Directions -
Your task is to print every entry below exactly as given.

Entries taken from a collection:
================

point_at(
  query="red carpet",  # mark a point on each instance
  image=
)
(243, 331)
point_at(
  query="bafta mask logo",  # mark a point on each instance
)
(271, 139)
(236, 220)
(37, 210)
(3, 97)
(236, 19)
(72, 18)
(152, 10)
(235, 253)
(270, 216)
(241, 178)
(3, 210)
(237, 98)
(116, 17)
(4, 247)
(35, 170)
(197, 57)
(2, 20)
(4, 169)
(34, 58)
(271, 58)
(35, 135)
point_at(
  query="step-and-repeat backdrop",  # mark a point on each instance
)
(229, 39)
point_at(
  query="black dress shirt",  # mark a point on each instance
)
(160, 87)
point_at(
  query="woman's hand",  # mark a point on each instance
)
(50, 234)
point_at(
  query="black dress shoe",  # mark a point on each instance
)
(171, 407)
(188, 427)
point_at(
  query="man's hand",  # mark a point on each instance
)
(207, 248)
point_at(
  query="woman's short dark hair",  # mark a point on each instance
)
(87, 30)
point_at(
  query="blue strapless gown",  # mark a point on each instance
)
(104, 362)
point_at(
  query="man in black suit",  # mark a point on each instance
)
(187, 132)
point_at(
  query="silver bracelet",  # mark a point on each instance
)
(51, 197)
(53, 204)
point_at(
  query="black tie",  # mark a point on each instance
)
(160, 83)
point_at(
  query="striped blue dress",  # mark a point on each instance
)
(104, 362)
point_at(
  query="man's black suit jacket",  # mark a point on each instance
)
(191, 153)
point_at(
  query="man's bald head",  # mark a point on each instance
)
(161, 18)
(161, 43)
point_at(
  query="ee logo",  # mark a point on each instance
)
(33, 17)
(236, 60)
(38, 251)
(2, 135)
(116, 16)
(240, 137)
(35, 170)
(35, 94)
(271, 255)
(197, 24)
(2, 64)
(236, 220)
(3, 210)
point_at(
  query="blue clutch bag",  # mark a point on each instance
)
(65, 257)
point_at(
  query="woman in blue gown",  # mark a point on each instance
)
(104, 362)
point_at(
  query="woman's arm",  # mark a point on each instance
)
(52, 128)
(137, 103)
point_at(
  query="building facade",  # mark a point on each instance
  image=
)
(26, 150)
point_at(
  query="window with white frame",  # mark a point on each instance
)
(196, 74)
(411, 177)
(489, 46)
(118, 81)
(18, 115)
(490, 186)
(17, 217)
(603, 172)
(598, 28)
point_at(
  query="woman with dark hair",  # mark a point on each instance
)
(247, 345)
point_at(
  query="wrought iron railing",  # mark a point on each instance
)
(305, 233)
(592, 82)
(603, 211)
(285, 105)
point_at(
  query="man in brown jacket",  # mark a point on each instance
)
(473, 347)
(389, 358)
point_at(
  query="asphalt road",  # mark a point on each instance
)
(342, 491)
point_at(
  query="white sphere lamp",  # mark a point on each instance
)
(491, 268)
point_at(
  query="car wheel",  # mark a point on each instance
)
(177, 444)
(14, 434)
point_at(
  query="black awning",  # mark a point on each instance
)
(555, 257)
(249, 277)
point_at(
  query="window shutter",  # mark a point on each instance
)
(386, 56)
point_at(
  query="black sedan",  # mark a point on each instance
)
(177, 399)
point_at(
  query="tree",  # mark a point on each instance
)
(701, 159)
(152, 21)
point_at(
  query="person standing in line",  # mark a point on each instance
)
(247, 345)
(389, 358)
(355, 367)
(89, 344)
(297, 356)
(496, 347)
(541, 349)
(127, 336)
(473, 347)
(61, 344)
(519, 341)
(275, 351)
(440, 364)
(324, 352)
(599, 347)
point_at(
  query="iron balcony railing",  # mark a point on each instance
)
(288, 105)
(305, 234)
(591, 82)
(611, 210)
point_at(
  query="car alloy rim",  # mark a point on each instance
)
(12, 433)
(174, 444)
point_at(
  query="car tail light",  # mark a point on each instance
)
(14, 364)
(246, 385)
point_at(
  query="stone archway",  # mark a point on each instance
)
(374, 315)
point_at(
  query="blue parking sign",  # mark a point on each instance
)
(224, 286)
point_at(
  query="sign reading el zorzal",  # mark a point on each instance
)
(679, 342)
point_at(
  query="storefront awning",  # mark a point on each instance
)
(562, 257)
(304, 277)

================

The completed task -
point_at(
  query="red carpet",  # mark a point on each instance
  image=
)
(243, 331)
point_at(
  query="bafta mask logo",  # mark a point on each instance
)
(271, 139)
(236, 220)
(37, 210)
(3, 97)
(236, 19)
(72, 18)
(152, 10)
(235, 253)
(270, 216)
(241, 178)
(3, 210)
(237, 98)
(116, 17)
(4, 247)
(35, 170)
(197, 57)
(2, 20)
(4, 169)
(34, 58)
(271, 58)
(35, 135)
point_at(
  query="step-and-repeat backdrop",  # mark a point on each instance
)
(229, 39)
point_at(
  query="black dress shirt",  # mark a point on each instance
)
(160, 87)
point_at(
  query="woman's hand",  # mark a point on each instance
)
(50, 234)
point_at(
  query="black dress shoe",  # mark a point on each instance
)
(171, 407)
(188, 427)
point_at(
  query="man's hand",  # mark a point on each instance
)
(207, 248)
point_at(
  query="woman's short dark hair",  # mark a point on each instance
)
(87, 30)
point_at(
  query="blue strapless gown",  # mark a point on each instance
)
(104, 362)
point_at(
  query="man in black suit",  # mark a point on each instance
)
(187, 132)
point_at(
  query="silver bracelet",  # mark a point on each instance
)
(51, 197)
(53, 204)
point_at(
  query="black tie",  # mark a point on each instance
)
(160, 83)
point_at(
  query="striped blue dress",  # mark a point on each instance
)
(104, 362)
point_at(
  query="man's black suit jacket",  # mark a point on each instance
)
(191, 153)
point_at(
  query="man's bald head",  # mark a point on each instance
)
(161, 18)
(161, 43)
point_at(
  query="ee logo",  # mark a point on each instance
)
(33, 17)
(236, 60)
(38, 251)
(2, 135)
(116, 16)
(240, 137)
(35, 170)
(35, 94)
(271, 255)
(197, 24)
(2, 64)
(236, 220)
(3, 210)
point_at(
  query="blue clutch bag",  # mark a point on each instance
)
(65, 257)
point_at(
  query="woman in blue gown",  # mark a point on each instance
)
(104, 362)
point_at(
  query="woman's arm",  # mark a point on each instance
)
(52, 128)
(137, 103)
point_at(
  query="building facade",  # mark a point on each instance
  image=
)
(26, 150)
point_at(
  query="window with white frame",  # mark a point on each instance
)
(196, 74)
(411, 177)
(489, 46)
(118, 81)
(18, 115)
(490, 186)
(17, 217)
(603, 172)
(598, 28)
point_at(
  query="woman with dark hair",  # mark a point on each instance
)
(247, 345)
point_at(
  query="wrought iron railing",  # mark a point on each instance
)
(305, 233)
(592, 82)
(603, 211)
(285, 105)
point_at(
  query="man in brown jacket",  # mark a point on each instance
)
(473, 347)
(389, 358)
point_at(
  query="asphalt road",  # mark a point on each instance
)
(342, 491)
point_at(
  query="white sphere lamp",  # mark a point on each instance
)
(491, 268)
point_at(
  query="car wheel",  # mark a point on each instance
)
(177, 444)
(14, 434)
point_at(
  query="black awning",  # mark a point on each instance
)
(555, 257)
(249, 277)
point_at(
  query="window shutter",  # mark a point on each instance
)
(386, 56)
point_at(
  query="black sedan",  # mark a point on each instance
)
(177, 399)
point_at(
  query="tree",  # mark a point on each instance
)
(701, 159)
(152, 21)
point_at(
  query="person standing in line",  # mark a point on each instance
)
(247, 345)
(389, 358)
(355, 367)
(89, 344)
(297, 356)
(496, 347)
(541, 349)
(127, 336)
(473, 347)
(61, 344)
(519, 341)
(275, 351)
(440, 364)
(324, 352)
(599, 347)
point_at(
  query="iron balcony railing",  # mark a point on each instance
)
(288, 105)
(305, 234)
(591, 82)
(611, 210)
point_at(
  query="car alloy rim",  # mark a point on each instance
)
(12, 433)
(174, 444)
point_at(
  query="car tail light",  # mark a point on each instance
)
(14, 364)
(246, 385)
point_at(
  query="stone archway",  # mark a point on each instance
)
(374, 315)
point_at(
  query="blue parking sign",  # mark a point on each instance
)
(224, 286)
point_at(
  query="sign reading el zorzal",  # mark a point on each instance
)
(679, 342)
point_at(
  query="storefront awning",  # mark a point on each instance
)
(562, 257)
(304, 277)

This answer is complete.